INSTRUÇÃO A: Como você reescreveria de forma mais breve o parágrafo que começa com "Falar de Black Sabbath é algo", do trecho sobre a banda apresentado abaixo, mantendo os fatos principais?

TRECHO FORNECIDO:
Falar de Black Sabbath é algo relativamente simples, principalmente quando se comenta o início da banda, com todas as suas histórias de satanismo e magia negra, ou também das fases Dio e Gillan, menos pesadas porém não menos importantes. Mas dois álbuns do Sabbath sempre entram em rota de colisão quando o assunto é realmente a musicalidade da banda, mesmo que essa tenha se alterado bastante com a entrada de Glenn Hughes e, na sequência, com Tony Martin. Esses álbuns são Technical Ecstasy (1976) e Never Say Die! (1978).
O Black Sabbath vinham arrebanhando fãs por todos os cantos do planeta. O hard pesado da banda (ou heavy metal) fez sucesso atráves de álbuns seminais como Paranoid (1970), Vol 4 (1972) e Sabbath Bloody Sabbath (1973). Porém, Ozzy Osbourne (vocais) e Bill Ward (bateria) estavam envolvidos demais com drogas pesadas, enquanto Tony Iommi (guitarras) e Geezer Butler (baixo) buscavam novas sonoridades e menos pressão para tocar sempre pesado e ligado ao "demo". Dessa forma, a banda lançou o excelente Sabotage (1975), que mesclava todo o peso da banda em faixas como "Hole in the Sky" e "Sympton of the Universe", bem como jazz e progressivo em "Megalomania" e "The Writ", cheias de teclados executados por Mr Spock Wall (na verdade, Rick Wakeman escondido atrás de um pseudônimo).

DADOS EXTRAÍDOS:
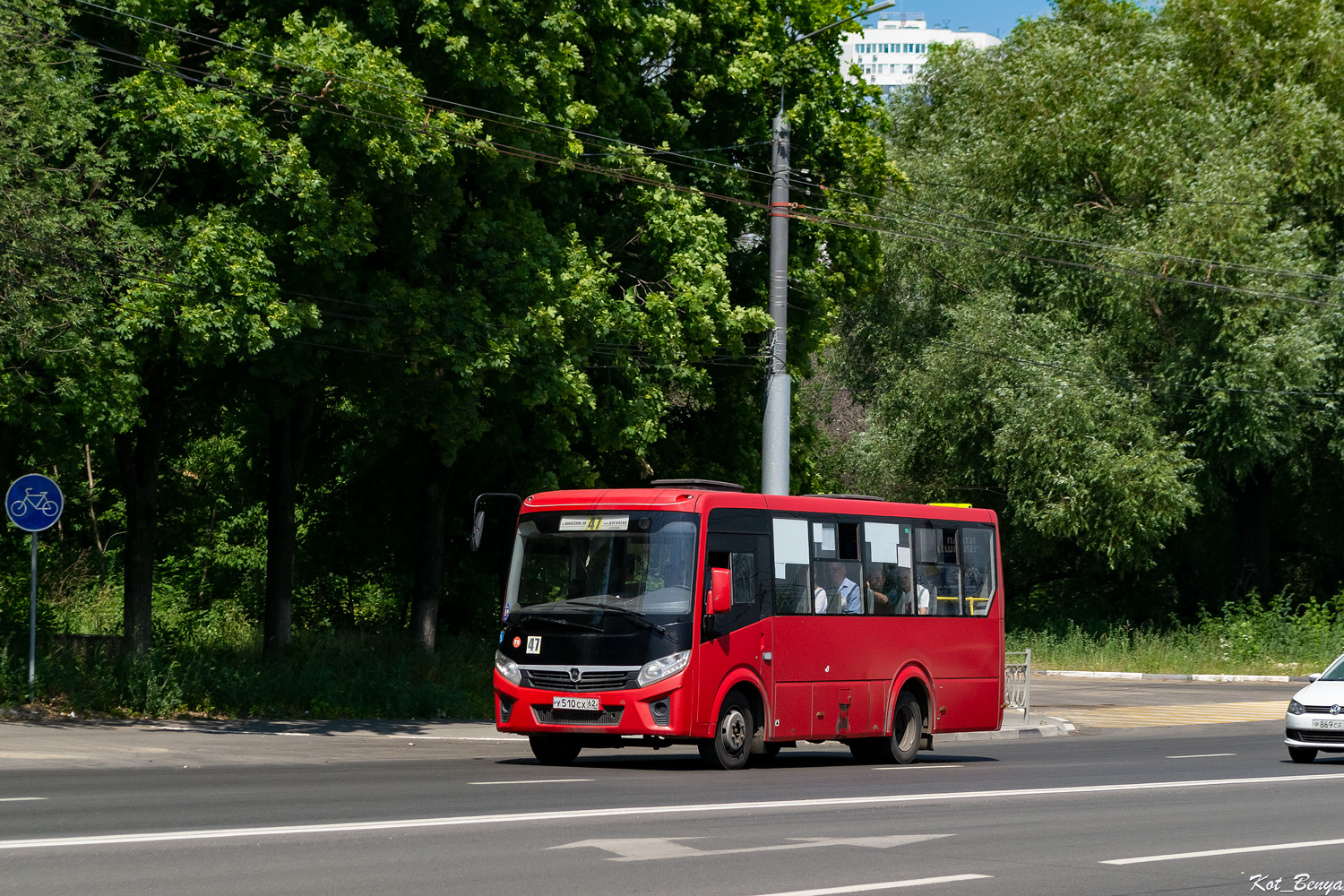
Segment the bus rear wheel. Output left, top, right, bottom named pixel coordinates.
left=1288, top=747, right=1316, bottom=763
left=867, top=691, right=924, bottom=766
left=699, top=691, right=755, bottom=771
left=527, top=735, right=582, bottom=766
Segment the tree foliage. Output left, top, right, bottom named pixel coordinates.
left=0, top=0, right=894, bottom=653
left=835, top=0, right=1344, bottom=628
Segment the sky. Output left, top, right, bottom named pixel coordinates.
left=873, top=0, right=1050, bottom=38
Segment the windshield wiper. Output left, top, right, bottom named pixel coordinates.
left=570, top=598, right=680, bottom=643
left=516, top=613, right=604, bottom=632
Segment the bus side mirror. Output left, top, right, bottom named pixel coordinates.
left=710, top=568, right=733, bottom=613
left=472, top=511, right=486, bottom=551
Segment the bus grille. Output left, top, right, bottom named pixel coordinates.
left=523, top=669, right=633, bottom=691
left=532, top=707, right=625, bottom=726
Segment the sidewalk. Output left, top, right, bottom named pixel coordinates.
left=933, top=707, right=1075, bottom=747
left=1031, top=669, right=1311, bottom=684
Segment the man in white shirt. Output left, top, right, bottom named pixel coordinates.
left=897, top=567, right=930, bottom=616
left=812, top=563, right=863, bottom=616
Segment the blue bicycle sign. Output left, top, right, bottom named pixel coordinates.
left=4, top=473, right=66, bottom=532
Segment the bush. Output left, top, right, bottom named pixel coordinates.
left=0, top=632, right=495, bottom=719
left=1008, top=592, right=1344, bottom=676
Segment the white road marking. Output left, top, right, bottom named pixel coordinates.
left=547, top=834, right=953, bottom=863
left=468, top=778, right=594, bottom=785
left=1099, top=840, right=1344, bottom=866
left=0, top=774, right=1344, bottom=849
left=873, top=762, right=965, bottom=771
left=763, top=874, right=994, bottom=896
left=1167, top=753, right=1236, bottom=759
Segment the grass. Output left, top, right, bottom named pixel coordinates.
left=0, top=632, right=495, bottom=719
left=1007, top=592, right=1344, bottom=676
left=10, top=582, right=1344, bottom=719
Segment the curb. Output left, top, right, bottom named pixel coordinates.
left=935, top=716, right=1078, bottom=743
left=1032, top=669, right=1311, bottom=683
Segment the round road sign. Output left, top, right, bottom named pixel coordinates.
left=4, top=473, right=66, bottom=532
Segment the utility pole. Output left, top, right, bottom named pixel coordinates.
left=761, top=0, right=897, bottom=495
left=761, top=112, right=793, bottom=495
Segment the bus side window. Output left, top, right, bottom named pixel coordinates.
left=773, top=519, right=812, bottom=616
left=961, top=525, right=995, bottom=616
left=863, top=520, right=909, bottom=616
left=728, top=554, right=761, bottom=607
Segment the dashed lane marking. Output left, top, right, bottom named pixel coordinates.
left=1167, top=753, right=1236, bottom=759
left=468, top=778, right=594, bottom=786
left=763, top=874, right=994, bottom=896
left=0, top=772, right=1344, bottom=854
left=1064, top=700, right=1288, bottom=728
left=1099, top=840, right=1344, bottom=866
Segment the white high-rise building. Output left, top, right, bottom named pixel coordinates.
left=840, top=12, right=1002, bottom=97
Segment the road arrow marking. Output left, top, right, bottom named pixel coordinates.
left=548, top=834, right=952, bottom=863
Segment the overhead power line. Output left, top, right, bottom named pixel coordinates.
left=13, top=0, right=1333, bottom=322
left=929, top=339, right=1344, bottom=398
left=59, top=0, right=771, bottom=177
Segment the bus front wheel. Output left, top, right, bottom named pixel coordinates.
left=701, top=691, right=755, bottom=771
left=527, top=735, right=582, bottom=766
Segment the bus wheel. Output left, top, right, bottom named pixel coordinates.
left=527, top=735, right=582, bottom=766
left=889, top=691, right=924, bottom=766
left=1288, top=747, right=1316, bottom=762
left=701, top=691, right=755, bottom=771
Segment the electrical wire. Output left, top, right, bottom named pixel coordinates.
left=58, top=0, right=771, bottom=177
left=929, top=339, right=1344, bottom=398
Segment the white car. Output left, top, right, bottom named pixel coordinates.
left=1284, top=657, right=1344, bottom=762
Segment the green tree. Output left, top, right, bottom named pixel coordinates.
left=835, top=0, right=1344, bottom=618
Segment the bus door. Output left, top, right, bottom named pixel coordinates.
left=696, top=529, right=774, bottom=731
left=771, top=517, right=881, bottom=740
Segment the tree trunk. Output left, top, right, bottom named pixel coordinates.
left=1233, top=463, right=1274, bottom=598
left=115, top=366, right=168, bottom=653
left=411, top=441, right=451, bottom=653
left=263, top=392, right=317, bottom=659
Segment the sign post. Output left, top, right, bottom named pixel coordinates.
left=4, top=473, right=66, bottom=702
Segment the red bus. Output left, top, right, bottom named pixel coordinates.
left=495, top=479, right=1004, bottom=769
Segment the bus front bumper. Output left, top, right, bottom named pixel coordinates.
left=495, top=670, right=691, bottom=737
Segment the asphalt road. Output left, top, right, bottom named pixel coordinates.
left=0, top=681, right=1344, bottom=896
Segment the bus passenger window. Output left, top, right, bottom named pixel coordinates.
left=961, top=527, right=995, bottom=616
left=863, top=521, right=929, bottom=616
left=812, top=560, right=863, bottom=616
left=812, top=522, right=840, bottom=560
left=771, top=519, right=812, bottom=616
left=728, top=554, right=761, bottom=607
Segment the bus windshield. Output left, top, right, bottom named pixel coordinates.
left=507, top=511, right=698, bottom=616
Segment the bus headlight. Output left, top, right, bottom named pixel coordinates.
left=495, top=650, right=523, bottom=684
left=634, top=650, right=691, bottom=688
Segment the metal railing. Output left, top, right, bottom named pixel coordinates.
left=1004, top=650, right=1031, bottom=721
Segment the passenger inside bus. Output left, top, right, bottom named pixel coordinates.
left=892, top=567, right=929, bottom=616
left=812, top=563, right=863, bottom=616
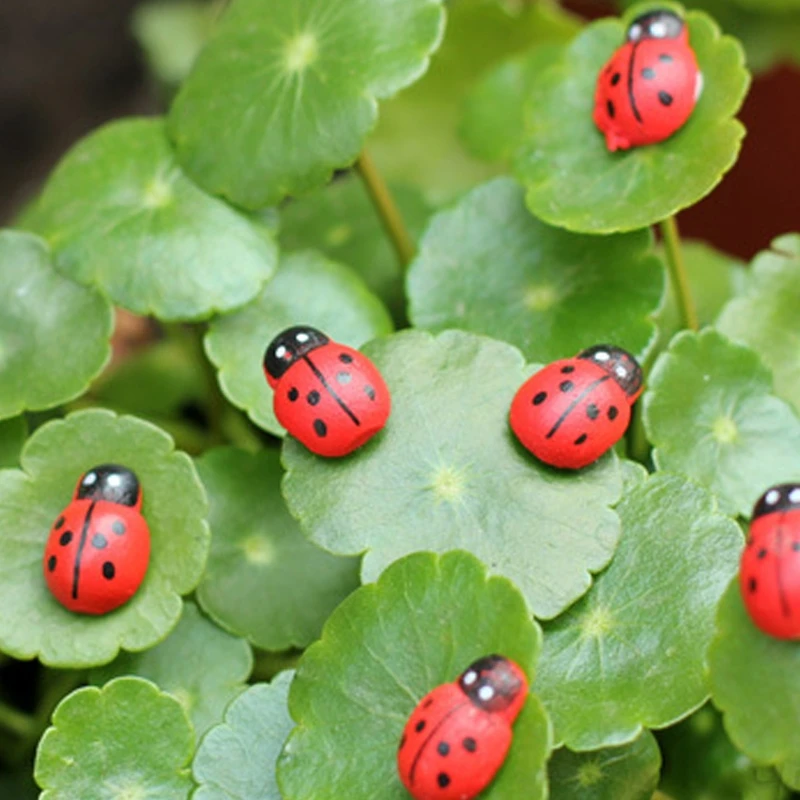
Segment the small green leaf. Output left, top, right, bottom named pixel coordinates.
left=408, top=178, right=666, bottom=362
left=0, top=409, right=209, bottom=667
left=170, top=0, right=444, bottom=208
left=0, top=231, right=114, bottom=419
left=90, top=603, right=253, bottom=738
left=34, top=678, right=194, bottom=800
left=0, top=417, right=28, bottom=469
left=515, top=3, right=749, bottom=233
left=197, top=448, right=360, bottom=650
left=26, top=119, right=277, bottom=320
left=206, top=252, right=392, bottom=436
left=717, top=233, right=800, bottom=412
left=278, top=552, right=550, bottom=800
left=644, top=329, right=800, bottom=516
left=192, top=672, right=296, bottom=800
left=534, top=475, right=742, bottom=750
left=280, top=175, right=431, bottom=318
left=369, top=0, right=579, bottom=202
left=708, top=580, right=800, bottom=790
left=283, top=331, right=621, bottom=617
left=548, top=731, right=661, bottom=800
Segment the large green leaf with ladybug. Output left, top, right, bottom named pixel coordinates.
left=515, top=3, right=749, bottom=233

INSTRUÇÃO B: Filtre a listagem acima e copie todas as linhas que contêm a sequência "tree", diferenciando maiúsculas de minúsculas.

RESPOSTA CORRETA A: Falar do Black Sabbath costuma ser simples, seja sobre o início da banda, com histórias de satanismo e magia negra, seja sobre as fases Dio e Gillan, menos pesadas, mas também importantes. Porém, quando o assunto é a musicalidade da banda, que mudou bastante com a entrada de Glenn Hughes e depois de Tony Martin, dois álbuns sempre entram em rota de colisão: Technical Ecstasy (1976) e Never Say Die! (1978).

RESPOSTA CORRETA B:
Segment the tree foliage. Output left, top, right, bottom named pixel coordinates.
Segment the green tree. Output left, top, right, bottom named pixel coordinates.
Segment the tree trunk. Output left, top, right, bottom named pixel coordinates.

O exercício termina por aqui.